### Provided entries

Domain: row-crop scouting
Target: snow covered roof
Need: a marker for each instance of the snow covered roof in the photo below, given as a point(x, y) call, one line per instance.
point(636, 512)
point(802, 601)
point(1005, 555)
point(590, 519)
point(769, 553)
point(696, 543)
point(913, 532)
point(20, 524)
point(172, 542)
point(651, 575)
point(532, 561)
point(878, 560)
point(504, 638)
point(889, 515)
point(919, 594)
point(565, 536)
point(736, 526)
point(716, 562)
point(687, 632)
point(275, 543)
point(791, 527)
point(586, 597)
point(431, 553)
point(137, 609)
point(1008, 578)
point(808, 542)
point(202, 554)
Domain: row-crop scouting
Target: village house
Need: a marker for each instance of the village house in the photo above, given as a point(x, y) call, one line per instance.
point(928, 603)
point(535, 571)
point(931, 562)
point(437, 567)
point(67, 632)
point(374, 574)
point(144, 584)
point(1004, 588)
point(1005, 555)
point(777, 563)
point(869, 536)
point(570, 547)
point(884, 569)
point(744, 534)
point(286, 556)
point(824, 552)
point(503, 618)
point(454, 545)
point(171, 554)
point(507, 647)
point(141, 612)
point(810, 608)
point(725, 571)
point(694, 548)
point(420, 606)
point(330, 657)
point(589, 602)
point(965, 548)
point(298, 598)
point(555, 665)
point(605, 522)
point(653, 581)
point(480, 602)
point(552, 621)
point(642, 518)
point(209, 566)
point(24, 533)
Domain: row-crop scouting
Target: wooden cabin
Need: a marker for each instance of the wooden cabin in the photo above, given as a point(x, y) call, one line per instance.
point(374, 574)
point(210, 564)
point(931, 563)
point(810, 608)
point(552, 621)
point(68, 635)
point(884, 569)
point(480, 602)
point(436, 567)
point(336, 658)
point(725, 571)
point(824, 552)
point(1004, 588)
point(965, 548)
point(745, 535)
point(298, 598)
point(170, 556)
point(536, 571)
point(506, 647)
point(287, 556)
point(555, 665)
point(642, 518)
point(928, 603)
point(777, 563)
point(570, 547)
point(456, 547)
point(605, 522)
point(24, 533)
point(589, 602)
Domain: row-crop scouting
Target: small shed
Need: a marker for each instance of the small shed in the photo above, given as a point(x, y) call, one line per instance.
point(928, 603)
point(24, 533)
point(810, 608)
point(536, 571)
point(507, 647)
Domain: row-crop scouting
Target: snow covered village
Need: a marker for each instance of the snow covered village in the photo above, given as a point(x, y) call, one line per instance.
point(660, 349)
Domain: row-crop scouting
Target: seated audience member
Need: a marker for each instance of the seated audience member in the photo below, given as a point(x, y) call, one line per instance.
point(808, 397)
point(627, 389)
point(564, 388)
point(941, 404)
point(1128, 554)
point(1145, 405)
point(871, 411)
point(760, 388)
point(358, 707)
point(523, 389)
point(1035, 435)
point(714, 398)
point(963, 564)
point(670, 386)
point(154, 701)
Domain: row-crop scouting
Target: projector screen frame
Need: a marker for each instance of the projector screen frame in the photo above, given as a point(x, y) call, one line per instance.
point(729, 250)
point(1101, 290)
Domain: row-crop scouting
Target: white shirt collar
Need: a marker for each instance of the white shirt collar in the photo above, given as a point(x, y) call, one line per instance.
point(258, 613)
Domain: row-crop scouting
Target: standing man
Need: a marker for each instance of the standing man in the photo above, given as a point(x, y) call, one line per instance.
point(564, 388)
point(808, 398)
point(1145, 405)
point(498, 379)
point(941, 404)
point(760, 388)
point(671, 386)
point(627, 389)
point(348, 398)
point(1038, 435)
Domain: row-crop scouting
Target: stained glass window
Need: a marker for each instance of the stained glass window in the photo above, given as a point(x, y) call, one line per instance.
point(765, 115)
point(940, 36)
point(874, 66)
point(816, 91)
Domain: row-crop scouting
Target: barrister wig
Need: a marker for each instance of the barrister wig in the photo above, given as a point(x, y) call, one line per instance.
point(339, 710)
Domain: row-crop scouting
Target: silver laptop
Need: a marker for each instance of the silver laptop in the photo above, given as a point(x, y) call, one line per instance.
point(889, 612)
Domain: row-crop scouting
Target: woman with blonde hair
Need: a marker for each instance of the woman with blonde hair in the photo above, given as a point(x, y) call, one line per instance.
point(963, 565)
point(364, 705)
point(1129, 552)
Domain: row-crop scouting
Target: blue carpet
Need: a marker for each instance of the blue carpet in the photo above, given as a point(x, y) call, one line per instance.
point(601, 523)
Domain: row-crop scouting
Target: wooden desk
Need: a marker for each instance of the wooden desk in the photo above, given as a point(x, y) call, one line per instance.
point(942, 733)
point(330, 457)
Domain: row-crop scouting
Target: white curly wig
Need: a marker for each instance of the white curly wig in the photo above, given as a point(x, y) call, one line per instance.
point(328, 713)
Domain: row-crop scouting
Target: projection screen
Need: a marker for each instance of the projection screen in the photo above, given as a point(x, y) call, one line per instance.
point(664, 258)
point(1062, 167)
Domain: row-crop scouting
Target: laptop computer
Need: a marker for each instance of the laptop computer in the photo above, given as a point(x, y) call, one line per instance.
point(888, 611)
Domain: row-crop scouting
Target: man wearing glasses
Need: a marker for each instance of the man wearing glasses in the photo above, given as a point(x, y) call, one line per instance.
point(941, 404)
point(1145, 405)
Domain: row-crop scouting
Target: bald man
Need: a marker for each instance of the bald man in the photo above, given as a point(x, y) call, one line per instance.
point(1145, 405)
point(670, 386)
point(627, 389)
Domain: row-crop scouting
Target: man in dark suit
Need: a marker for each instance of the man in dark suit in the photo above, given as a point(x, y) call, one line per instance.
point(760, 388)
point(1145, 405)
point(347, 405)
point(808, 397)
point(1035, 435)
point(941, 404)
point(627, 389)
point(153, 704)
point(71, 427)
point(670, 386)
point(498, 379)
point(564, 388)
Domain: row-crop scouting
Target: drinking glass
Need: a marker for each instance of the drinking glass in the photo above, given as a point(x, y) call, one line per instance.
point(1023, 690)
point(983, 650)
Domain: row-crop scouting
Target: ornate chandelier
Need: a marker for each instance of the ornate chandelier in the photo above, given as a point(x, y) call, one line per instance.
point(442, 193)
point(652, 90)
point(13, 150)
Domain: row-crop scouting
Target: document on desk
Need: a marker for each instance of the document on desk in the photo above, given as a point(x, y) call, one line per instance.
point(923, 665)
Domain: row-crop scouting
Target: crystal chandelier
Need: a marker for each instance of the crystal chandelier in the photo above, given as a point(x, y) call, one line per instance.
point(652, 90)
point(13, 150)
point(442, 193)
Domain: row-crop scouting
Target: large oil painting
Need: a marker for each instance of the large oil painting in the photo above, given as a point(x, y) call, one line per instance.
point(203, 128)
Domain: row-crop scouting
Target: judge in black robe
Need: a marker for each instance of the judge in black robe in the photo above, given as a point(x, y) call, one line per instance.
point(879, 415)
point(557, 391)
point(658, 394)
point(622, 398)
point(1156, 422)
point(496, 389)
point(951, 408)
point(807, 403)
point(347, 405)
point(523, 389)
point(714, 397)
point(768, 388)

######
### Provided entries

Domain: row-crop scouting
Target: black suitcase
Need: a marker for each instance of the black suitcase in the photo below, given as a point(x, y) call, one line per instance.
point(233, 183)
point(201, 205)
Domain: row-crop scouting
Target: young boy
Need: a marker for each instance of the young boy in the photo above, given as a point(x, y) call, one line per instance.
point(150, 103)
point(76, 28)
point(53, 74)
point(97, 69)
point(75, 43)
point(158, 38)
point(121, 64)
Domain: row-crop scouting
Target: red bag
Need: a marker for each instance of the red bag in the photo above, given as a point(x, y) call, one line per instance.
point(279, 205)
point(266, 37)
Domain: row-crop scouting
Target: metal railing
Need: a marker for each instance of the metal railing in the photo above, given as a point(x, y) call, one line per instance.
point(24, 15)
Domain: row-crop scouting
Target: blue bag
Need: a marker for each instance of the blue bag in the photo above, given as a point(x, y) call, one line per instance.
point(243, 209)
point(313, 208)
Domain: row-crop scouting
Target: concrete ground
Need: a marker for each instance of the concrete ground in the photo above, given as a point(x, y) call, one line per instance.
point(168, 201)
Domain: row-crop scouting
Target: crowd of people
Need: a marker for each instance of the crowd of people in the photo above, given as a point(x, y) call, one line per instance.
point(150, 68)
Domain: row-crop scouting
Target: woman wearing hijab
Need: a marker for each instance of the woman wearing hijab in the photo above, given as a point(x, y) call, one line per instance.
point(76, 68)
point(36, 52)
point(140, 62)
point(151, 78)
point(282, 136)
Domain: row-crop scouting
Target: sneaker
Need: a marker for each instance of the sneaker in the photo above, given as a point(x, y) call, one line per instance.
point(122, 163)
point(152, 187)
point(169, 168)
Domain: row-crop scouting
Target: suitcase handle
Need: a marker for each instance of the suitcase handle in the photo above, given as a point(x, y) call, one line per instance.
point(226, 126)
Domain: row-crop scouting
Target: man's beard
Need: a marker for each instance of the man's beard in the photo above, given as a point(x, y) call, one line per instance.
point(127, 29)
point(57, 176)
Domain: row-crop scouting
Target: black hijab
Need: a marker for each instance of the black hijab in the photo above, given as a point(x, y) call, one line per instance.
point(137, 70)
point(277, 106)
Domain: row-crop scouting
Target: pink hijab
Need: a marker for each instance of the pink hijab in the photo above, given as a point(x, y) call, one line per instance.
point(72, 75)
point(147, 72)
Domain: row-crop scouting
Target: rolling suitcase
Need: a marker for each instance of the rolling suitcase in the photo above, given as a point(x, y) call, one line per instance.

######
### Provided entries

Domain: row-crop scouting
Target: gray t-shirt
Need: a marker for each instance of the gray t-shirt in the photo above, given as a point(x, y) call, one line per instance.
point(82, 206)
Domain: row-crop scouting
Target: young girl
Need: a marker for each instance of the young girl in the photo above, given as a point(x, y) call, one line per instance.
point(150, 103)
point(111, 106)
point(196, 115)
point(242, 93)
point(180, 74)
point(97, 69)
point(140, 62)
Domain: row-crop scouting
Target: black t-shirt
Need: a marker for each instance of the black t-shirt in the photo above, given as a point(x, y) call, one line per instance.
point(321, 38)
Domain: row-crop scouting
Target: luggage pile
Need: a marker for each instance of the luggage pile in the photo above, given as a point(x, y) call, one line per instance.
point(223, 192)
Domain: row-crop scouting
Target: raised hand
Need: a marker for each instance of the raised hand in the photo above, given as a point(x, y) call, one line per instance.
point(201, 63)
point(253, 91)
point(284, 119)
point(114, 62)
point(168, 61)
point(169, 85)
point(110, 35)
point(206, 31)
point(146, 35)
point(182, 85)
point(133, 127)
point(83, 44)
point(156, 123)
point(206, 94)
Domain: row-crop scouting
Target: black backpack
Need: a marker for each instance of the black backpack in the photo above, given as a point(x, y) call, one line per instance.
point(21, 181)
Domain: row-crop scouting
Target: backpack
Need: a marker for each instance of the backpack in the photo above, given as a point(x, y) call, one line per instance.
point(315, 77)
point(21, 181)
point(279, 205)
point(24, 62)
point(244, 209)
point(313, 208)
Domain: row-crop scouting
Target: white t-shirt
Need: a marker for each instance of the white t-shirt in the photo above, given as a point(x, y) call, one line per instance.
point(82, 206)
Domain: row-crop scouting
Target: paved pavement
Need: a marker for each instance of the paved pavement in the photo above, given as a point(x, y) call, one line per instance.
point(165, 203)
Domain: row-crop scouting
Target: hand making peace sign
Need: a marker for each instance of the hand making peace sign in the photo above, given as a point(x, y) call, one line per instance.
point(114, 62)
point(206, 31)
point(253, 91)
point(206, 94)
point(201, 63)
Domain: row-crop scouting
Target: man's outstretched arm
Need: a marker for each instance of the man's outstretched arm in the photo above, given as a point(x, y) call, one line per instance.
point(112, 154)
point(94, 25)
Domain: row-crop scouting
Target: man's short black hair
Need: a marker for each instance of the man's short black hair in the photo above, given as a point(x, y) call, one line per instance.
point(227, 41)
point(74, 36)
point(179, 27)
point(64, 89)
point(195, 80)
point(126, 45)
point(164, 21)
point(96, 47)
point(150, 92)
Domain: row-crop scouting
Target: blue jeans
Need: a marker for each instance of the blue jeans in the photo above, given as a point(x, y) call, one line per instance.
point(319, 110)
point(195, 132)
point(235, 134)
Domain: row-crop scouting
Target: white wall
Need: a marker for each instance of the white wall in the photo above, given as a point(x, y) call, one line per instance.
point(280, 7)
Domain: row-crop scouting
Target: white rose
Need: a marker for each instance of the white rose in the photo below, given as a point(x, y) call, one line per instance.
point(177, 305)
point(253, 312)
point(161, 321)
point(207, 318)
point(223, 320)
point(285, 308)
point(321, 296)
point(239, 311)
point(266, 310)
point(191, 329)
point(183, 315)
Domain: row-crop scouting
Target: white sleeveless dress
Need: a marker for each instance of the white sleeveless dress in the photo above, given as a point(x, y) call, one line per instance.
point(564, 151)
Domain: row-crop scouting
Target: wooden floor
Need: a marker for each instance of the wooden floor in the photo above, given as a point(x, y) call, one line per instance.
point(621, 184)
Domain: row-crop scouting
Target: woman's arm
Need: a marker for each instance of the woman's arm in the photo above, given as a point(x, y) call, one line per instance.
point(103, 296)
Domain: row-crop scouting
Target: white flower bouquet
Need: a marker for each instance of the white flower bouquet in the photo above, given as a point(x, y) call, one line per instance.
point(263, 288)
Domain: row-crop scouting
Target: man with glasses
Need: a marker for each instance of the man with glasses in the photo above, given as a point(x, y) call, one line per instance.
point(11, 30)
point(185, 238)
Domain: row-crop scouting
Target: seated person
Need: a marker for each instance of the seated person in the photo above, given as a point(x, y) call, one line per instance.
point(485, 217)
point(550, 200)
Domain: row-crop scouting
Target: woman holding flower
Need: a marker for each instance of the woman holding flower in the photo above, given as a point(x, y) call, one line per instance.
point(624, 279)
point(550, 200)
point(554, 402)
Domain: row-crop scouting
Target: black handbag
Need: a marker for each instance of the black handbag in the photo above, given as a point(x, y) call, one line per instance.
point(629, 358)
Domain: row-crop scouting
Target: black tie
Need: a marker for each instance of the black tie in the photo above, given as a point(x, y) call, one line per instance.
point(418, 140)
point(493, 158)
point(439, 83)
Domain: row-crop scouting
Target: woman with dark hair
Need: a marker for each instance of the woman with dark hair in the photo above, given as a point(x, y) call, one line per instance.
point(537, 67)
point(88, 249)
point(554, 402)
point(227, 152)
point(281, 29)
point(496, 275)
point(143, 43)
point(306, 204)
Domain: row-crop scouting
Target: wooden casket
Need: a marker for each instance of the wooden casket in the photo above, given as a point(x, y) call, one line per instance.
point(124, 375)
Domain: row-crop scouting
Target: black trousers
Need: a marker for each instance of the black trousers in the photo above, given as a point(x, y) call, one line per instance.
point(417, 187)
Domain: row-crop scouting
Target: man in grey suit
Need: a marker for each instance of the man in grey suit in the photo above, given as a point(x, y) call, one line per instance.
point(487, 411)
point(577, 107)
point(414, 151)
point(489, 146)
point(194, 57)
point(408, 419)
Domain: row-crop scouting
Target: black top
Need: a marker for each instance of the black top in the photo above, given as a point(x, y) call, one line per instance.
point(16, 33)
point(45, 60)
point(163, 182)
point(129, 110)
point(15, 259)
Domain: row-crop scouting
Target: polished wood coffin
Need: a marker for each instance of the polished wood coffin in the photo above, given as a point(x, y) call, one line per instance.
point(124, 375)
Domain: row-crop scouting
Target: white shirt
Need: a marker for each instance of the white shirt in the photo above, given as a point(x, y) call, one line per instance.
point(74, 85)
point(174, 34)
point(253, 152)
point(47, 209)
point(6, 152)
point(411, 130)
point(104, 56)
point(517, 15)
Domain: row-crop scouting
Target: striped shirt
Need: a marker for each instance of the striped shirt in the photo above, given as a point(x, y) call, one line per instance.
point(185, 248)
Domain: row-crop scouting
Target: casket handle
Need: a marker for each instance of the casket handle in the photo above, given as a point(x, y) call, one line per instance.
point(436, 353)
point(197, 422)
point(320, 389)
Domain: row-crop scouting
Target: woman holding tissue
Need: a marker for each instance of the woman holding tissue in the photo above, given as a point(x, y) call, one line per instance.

######

§ To be done
Count the lines in the rows that contain the string "silver", with case counting. Reply with the number alone.

§ Written response
2